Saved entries
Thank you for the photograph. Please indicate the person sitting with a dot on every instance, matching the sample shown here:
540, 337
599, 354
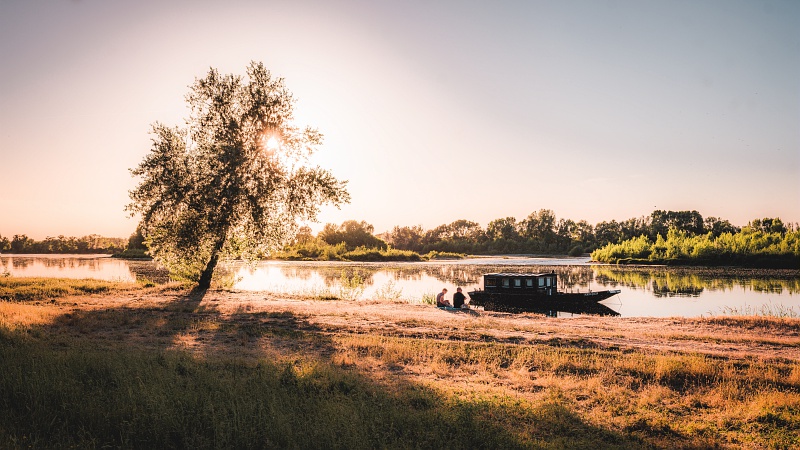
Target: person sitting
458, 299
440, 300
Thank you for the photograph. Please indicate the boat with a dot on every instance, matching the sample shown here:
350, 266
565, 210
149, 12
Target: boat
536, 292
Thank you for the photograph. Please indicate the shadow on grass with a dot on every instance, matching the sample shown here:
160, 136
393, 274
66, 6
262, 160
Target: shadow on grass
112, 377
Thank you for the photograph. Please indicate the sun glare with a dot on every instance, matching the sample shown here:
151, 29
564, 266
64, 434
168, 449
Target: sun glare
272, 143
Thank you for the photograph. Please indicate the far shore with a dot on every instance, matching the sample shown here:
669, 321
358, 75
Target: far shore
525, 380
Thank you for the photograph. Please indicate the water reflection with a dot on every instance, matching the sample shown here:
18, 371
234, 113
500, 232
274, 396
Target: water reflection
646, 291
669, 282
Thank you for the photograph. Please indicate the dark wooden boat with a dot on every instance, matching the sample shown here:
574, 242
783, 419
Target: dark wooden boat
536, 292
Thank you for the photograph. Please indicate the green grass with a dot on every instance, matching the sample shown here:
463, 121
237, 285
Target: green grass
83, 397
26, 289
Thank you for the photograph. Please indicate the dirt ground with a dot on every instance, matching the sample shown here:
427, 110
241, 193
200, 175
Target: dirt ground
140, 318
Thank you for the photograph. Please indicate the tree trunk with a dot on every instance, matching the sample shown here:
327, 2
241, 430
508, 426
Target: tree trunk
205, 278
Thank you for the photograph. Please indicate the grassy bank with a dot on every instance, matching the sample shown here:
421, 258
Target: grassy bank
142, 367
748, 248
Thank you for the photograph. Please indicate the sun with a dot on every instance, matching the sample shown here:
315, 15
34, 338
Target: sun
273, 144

_WHAT TO WORK ON:_ Copy out all of the saved entries above word for word, leaving out the pictures.

_COMPLETED TASK:_
Thank you for the photograph. Please indicate the person sitting with a dot on every instance, matching the sample shown here:
540, 337
599, 354
Target: person sitting
458, 299
440, 300
Thank you for the photograph. Please indicate the boat with a dot on every instance, matching the sample shown here:
350, 266
565, 210
149, 12
Target: boat
536, 292
Thank you for the photograph. Please indicate the shadow on grass with a dot on every instance, matching the sample shown here:
160, 136
393, 274
66, 6
262, 160
Target: shadow on grass
112, 377
Thank you for the photograph. Please indicate the sun glare with a dot on every instance, matching the sample shown here:
151, 29
564, 266
64, 434
168, 449
Target: sun glare
272, 143
Thank you for the photograph. Please indicate the far shore with a dot on every instance, matching the sample shown here:
669, 321
358, 75
Target: far shore
525, 380
Thank you for the photograph. Please indicate the water reflection with a dot on every instance, matching the sample shown here:
18, 371
234, 113
500, 232
274, 396
Target: water reflection
646, 291
669, 282
Thank you for the photograph. Please indicate the dark wooden boat with a dot on every instance, matching the sample shown here:
574, 242
783, 419
Target: dark wooden boat
536, 292
Thank you for the photograph. Please indicate the green grass with a dot on every instance, matching the sample shown here:
463, 121
237, 285
Target: green grass
83, 397
26, 289
Thank you for the photograph. Please indicate the dirt ground with a dot on every instance, matching the sample shown here:
427, 110
241, 193
200, 175
Target: dirt ground
140, 318
Thank you for the photograph. Please indicate the tree trunk with a dot on every instance, matching the sample shown here:
327, 2
241, 430
508, 426
Target: tree trunk
205, 278
Thank you for the photograph. Please indicate the grassy bank with a dot on every instance, matching the sample shown here:
421, 258
Target: grassy bank
142, 367
748, 248
Thank you for the photograph. Please indicate the sun with a dot on every instance, matching the sample shown here:
315, 15
34, 338
Target: sun
273, 144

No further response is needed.